**Activity:**
When the string "segment" is part of a line in the data below, report the whole line.

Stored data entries
━━━━━━━━━━━━━━━━

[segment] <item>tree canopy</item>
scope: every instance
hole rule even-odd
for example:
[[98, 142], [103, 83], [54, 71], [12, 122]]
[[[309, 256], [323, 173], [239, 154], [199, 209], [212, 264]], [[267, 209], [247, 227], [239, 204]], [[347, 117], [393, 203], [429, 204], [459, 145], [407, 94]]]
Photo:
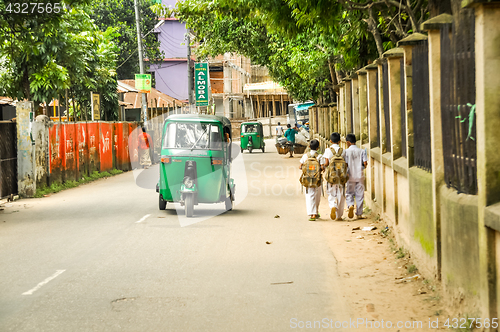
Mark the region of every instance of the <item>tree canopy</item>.
[[175, 13], [198, 55], [239, 53], [297, 100], [333, 100], [338, 81], [417, 32], [426, 0], [185, 0]]
[[[150, 61], [162, 56], [159, 50], [160, 43], [155, 34], [151, 33], [158, 23], [158, 15], [151, 10], [153, 5], [153, 0], [139, 0], [143, 56]], [[119, 34], [115, 39], [118, 46], [117, 76], [119, 80], [133, 79], [134, 74], [139, 73], [134, 0], [93, 1], [90, 17], [102, 31], [109, 27], [117, 29]]]
[[[158, 21], [149, 9], [152, 1], [140, 2], [146, 34]], [[102, 118], [117, 119], [117, 70], [120, 78], [139, 72], [133, 1], [39, 4], [30, 7], [20, 0], [17, 8], [0, 0], [0, 95], [47, 105], [68, 91], [80, 106], [78, 114], [90, 110], [90, 92], [99, 93]], [[152, 34], [145, 38], [145, 50], [146, 56], [159, 56]]]

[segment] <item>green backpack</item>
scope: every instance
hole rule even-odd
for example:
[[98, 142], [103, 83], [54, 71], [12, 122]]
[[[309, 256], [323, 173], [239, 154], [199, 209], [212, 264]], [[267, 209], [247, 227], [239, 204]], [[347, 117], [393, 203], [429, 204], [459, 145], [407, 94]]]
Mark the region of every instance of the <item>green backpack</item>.
[[309, 155], [306, 162], [302, 165], [302, 175], [299, 181], [306, 188], [316, 188], [321, 185], [321, 165], [318, 159], [316, 159], [317, 156], [317, 152], [312, 157]]
[[349, 180], [349, 174], [347, 174], [347, 164], [342, 158], [342, 148], [335, 153], [333, 148], [330, 148], [333, 153], [333, 157], [328, 163], [328, 167], [325, 172], [325, 180], [330, 184], [340, 184], [345, 185], [347, 180]]

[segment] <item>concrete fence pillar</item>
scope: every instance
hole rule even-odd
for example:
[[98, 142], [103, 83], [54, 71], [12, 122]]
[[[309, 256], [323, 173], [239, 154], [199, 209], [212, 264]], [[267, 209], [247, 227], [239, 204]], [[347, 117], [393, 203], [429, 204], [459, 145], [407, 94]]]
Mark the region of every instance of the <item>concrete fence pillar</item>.
[[345, 117], [345, 83], [340, 84], [340, 109], [338, 116], [337, 128], [341, 136], [345, 136], [344, 131], [344, 117]]
[[441, 33], [445, 24], [453, 17], [441, 14], [422, 24], [428, 31], [429, 41], [429, 99], [431, 113], [431, 152], [432, 152], [432, 216], [436, 230], [437, 276], [441, 279], [441, 200], [440, 188], [444, 184], [443, 129], [441, 126]]
[[356, 140], [360, 139], [361, 124], [359, 111], [359, 78], [357, 74], [352, 76], [352, 134], [356, 136]]
[[345, 79], [345, 135], [351, 133], [352, 123], [352, 80]]
[[325, 124], [323, 126], [323, 137], [326, 138], [328, 133], [328, 128], [330, 128], [330, 117], [329, 117], [329, 108], [327, 106], [323, 107], [323, 117], [325, 119]]
[[368, 122], [368, 140], [370, 148], [378, 146], [378, 125], [377, 125], [377, 72], [378, 66], [371, 64], [366, 66], [366, 107]]
[[17, 188], [19, 195], [24, 197], [33, 197], [36, 193], [33, 118], [33, 102], [18, 102], [16, 105]]
[[379, 128], [378, 137], [380, 137], [380, 149], [382, 153], [387, 152], [386, 147], [386, 135], [385, 135], [385, 114], [384, 114], [384, 75], [382, 66], [384, 64], [384, 59], [377, 59], [375, 63], [377, 64], [378, 70], [378, 118], [379, 118]]
[[475, 8], [479, 266], [484, 317], [500, 313], [500, 1]]
[[358, 74], [358, 104], [359, 104], [359, 144], [368, 143], [368, 95], [366, 70], [360, 69]]
[[401, 58], [404, 56], [403, 49], [393, 48], [384, 53], [387, 59], [387, 68], [389, 70], [389, 117], [391, 135], [392, 161], [402, 156], [402, 132], [401, 126]]

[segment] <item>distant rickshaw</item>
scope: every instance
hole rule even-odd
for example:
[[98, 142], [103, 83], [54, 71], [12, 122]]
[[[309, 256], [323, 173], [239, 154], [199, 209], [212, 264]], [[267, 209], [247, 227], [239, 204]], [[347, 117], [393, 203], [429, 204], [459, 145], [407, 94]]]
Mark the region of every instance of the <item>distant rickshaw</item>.
[[253, 149], [265, 151], [264, 132], [260, 122], [243, 122], [241, 124], [241, 152], [248, 150], [252, 153]]
[[185, 206], [186, 217], [193, 216], [199, 203], [224, 202], [226, 210], [231, 210], [235, 188], [231, 162], [231, 122], [227, 118], [169, 116], [163, 128], [157, 187], [160, 210], [165, 210], [167, 202]]

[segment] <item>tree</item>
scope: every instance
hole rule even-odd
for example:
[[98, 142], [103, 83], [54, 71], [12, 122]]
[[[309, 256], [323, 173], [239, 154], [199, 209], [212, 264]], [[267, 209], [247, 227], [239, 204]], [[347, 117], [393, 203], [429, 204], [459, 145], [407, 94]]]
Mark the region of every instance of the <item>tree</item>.
[[[141, 32], [143, 34], [144, 57], [151, 62], [162, 57], [160, 43], [154, 33], [149, 33], [158, 23], [158, 15], [151, 10], [153, 0], [139, 0], [141, 15]], [[133, 0], [99, 0], [92, 5], [91, 18], [97, 26], [105, 31], [117, 28], [118, 45], [118, 79], [133, 79], [139, 73], [139, 56], [137, 52], [137, 30]]]
[[176, 15], [202, 56], [248, 56], [304, 100], [333, 99], [341, 78], [419, 31], [428, 9], [425, 0], [186, 0]]
[[[118, 108], [116, 32], [97, 29], [85, 1], [71, 5], [68, 9], [63, 3], [65, 9], [53, 16], [0, 16], [0, 58], [6, 59], [0, 94], [47, 105], [66, 89], [83, 103], [90, 91], [97, 91], [104, 96], [104, 114], [111, 116]], [[1, 6], [7, 10], [8, 4]]]

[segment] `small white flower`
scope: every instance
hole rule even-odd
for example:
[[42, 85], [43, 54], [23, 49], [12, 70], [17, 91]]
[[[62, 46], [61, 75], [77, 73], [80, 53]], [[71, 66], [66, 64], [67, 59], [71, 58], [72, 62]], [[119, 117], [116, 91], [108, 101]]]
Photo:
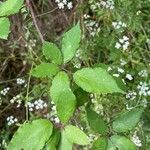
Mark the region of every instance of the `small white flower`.
[[17, 84], [22, 85], [22, 84], [24, 84], [24, 83], [25, 83], [25, 80], [24, 80], [24, 79], [21, 79], [21, 78], [18, 78], [18, 79], [17, 79]]
[[120, 42], [121, 44], [123, 44], [123, 43], [124, 43], [124, 39], [119, 39], [119, 42]]
[[128, 41], [129, 38], [128, 38], [127, 36], [124, 35], [124, 36], [123, 36], [123, 40], [124, 40], [124, 41]]
[[7, 117], [6, 120], [7, 120], [8, 126], [11, 126], [11, 125], [13, 125], [13, 124], [18, 122], [18, 119], [15, 118], [14, 116], [9, 116], [9, 117]]
[[55, 0], [56, 3], [60, 3], [60, 0]]
[[121, 48], [121, 44], [117, 42], [115, 45], [115, 48], [117, 48], [117, 49]]
[[55, 123], [60, 123], [59, 118], [58, 118], [58, 117], [56, 117], [56, 118], [54, 119], [54, 122], [55, 122]]
[[68, 7], [68, 9], [72, 9], [72, 8], [73, 8], [72, 2], [69, 2], [69, 3], [67, 4], [67, 7]]
[[139, 95], [148, 96], [150, 93], [150, 88], [146, 82], [140, 82], [137, 86], [137, 89], [139, 90]]
[[129, 91], [127, 94], [126, 94], [126, 98], [127, 99], [130, 99], [130, 100], [134, 100], [137, 96], [137, 93], [134, 92], [134, 91]]
[[122, 46], [122, 49], [125, 51], [125, 50], [127, 50], [128, 49], [128, 44], [124, 44], [123, 46]]
[[137, 147], [141, 147], [142, 146], [142, 142], [141, 142], [141, 140], [139, 139], [139, 137], [137, 136], [136, 133], [134, 133], [134, 135], [132, 136], [131, 140], [133, 141], [133, 143], [135, 143], [135, 145]]
[[120, 65], [121, 65], [121, 66], [124, 66], [124, 65], [126, 65], [126, 64], [127, 64], [126, 61], [124, 61], [123, 59], [120, 59]]
[[64, 3], [64, 5], [66, 5], [67, 4], [67, 0], [63, 0], [63, 3]]
[[59, 9], [64, 9], [65, 8], [64, 3], [62, 3], [62, 2], [58, 3], [58, 8]]
[[3, 90], [0, 91], [0, 94], [2, 94], [3, 96], [5, 96], [10, 90], [10, 87], [4, 88]]
[[119, 73], [124, 73], [124, 70], [122, 68], [118, 68]]
[[119, 74], [113, 74], [113, 76], [118, 78], [120, 75]]
[[112, 68], [111, 68], [111, 67], [108, 67], [108, 68], [107, 68], [107, 71], [111, 71], [111, 70], [112, 70]]
[[147, 77], [147, 76], [148, 76], [147, 70], [141, 70], [141, 71], [138, 73], [138, 75], [141, 76], [141, 77]]
[[130, 74], [126, 74], [126, 78], [130, 81], [133, 80], [133, 77]]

━━━━━━━━━━━━━━━━

**Exercise result:**
[segment] <item>tree canopy</item>
[segment] <item>green backpack</item>
[segment] <item>concrete fence pillar</item>
[segment] <item>distant rickshaw</item>
[segment] <item>tree</item>
[segment] `small white flower`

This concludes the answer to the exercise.